-------- SOURCE RECORDS

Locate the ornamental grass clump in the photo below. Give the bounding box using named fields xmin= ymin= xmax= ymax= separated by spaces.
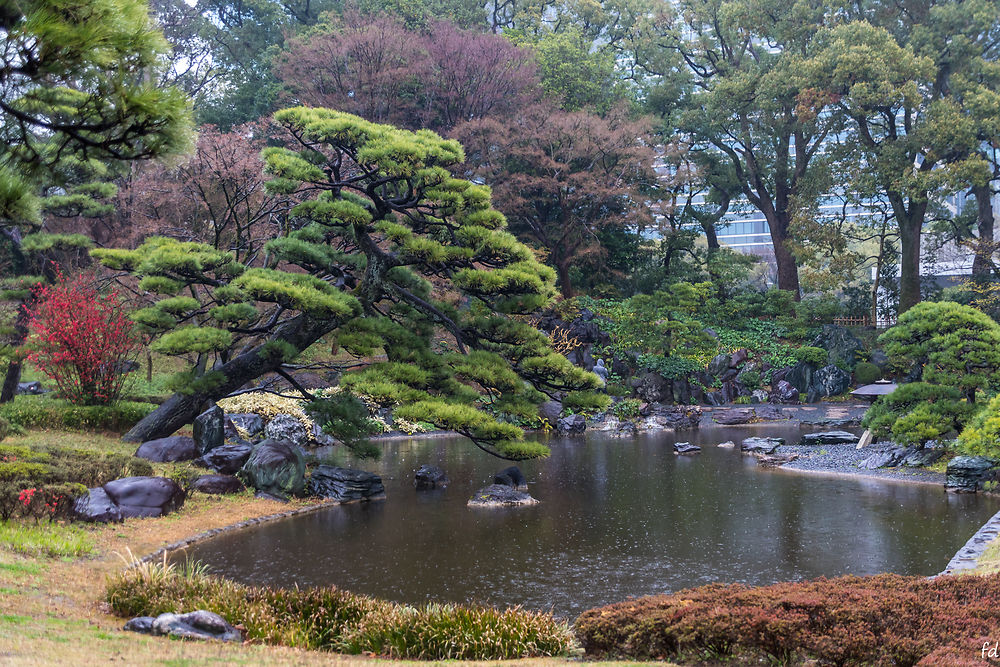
xmin=28 ymin=276 xmax=141 ymax=405
xmin=106 ymin=563 xmax=575 ymax=660
xmin=576 ymin=574 xmax=1000 ymax=666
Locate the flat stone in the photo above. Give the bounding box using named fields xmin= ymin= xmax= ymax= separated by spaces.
xmin=152 ymin=609 xmax=243 ymax=642
xmin=799 ymin=431 xmax=858 ymax=446
xmin=135 ymin=435 xmax=199 ymax=463
xmin=468 ymin=484 xmax=538 ymax=507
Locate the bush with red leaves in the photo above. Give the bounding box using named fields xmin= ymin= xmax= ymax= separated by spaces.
xmin=576 ymin=574 xmax=1000 ymax=666
xmin=28 ymin=278 xmax=141 ymax=405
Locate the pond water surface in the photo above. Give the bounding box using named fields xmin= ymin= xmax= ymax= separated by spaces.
xmin=176 ymin=425 xmax=1000 ymax=619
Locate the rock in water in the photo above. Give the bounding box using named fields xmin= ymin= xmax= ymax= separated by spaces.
xmin=468 ymin=484 xmax=538 ymax=507
xmin=152 ymin=609 xmax=243 ymax=642
xmin=308 ymin=465 xmax=385 ymax=503
xmin=194 ymin=405 xmax=226 ymax=454
xmin=740 ymin=438 xmax=785 ymax=454
xmin=264 ymin=413 xmax=309 ymax=447
xmin=800 ymin=431 xmax=858 ymax=446
xmin=135 ymin=435 xmax=199 ymax=463
xmin=195 ymin=445 xmax=253 ymax=475
xmin=102 ymin=477 xmax=185 ymax=519
xmin=241 ymin=438 xmax=306 ymax=498
xmin=944 ymin=456 xmax=1000 ymax=493
xmin=413 ymin=464 xmax=451 ymax=491
xmin=73 ymin=487 xmax=123 ymax=523
xmin=493 ymin=466 xmax=528 ymax=491
xmin=191 ymin=475 xmax=243 ymax=496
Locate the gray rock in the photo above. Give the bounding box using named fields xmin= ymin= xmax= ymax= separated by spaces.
xmin=240 ymin=440 xmax=306 ymax=498
xmin=193 ymin=405 xmax=226 ymax=454
xmin=812 ymin=324 xmax=865 ymax=368
xmin=468 ymin=484 xmax=538 ymax=507
xmin=264 ymin=413 xmax=309 ymax=447
xmin=944 ymin=456 xmax=1000 ymax=493
xmin=707 ymin=354 xmax=731 ymax=377
xmin=102 ymin=477 xmax=185 ymax=519
xmin=809 ymin=365 xmax=851 ymax=397
xmin=538 ymin=401 xmax=562 ymax=425
xmin=635 ymin=373 xmax=674 ymax=403
xmin=413 ymin=463 xmax=451 ymax=491
xmin=784 ymin=361 xmax=816 ymax=394
xmin=195 ymin=445 xmax=253 ymax=475
xmin=226 ymin=413 xmax=264 ymax=438
xmin=771 ymin=380 xmax=799 ymax=405
xmin=799 ymin=431 xmax=858 ymax=446
xmin=712 ymin=408 xmax=757 ymax=426
xmin=135 ymin=435 xmax=200 ymax=463
xmin=308 ymin=465 xmax=385 ymax=503
xmin=740 ymin=438 xmax=785 ymax=454
xmin=556 ymin=415 xmax=587 ymax=433
xmin=73 ymin=487 xmax=124 ymax=523
xmin=493 ymin=466 xmax=528 ymax=491
xmin=122 ymin=616 xmax=156 ymax=635
xmin=152 ymin=609 xmax=243 ymax=642
xmin=191 ymin=475 xmax=244 ymax=496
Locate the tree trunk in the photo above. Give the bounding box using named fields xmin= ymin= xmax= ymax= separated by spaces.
xmin=897 ymin=215 xmax=924 ymax=315
xmin=122 ymin=315 xmax=337 ymax=442
xmin=972 ymin=185 xmax=995 ymax=280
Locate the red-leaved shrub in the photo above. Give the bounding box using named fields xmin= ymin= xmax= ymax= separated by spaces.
xmin=28 ymin=278 xmax=141 ymax=405
xmin=576 ymin=574 xmax=1000 ymax=667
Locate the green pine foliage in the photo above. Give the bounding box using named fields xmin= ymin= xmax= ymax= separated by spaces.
xmin=99 ymin=107 xmax=607 ymax=460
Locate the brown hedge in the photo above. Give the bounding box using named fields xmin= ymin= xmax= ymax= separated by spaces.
xmin=576 ymin=574 xmax=1000 ymax=666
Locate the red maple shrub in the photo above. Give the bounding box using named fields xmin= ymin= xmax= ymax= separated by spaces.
xmin=28 ymin=276 xmax=141 ymax=405
xmin=576 ymin=574 xmax=1000 ymax=665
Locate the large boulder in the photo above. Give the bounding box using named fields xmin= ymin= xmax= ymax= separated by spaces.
xmin=634 ymin=373 xmax=674 ymax=403
xmin=73 ymin=487 xmax=124 ymax=523
xmin=812 ymin=324 xmax=865 ymax=369
xmin=308 ymin=465 xmax=385 ymax=503
xmin=151 ymin=609 xmax=243 ymax=642
xmin=226 ymin=412 xmax=264 ymax=439
xmin=468 ymin=484 xmax=538 ymax=507
xmin=191 ymin=475 xmax=244 ymax=496
xmin=740 ymin=438 xmax=785 ymax=454
xmin=135 ymin=435 xmax=200 ymax=463
xmin=413 ymin=463 xmax=451 ymax=491
xmin=944 ymin=456 xmax=1000 ymax=493
xmin=783 ymin=361 xmax=816 ymax=394
xmin=195 ymin=445 xmax=253 ymax=475
xmin=799 ymin=431 xmax=858 ymax=446
xmin=809 ymin=364 xmax=851 ymax=397
xmin=102 ymin=477 xmax=185 ymax=519
xmin=264 ymin=413 xmax=309 ymax=447
xmin=240 ymin=440 xmax=306 ymax=498
xmin=493 ymin=466 xmax=528 ymax=491
xmin=193 ymin=405 xmax=226 ymax=454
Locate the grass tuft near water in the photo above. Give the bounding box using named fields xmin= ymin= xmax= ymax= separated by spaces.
xmin=106 ymin=563 xmax=576 ymax=660
xmin=0 ymin=521 xmax=94 ymax=558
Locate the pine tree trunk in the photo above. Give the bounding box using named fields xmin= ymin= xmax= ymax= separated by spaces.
xmin=122 ymin=315 xmax=337 ymax=442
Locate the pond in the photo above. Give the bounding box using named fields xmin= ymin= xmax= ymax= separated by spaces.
xmin=177 ymin=425 xmax=1000 ymax=619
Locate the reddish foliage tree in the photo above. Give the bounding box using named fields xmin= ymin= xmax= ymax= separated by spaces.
xmin=28 ymin=277 xmax=141 ymax=405
xmin=453 ymin=104 xmax=654 ymax=297
xmin=275 ymin=14 xmax=540 ymax=130
xmin=113 ymin=123 xmax=295 ymax=265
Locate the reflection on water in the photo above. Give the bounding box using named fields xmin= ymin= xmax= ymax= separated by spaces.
xmin=180 ymin=425 xmax=1000 ymax=618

----------------

- **TO BE DONE**: Pull out every line above that contains the word "grass", and copy each of those lines in full.

- **WORKED ANSWER**:
Locate the ornamental grass clump in the photo below. Give the bounding box using named fields xmin= ymin= xmax= ymax= separated by spaces.
Locate the grass tuft near water in the photo above. Give the bounding box using named fields xmin= ymin= xmax= ymax= separated by spaces.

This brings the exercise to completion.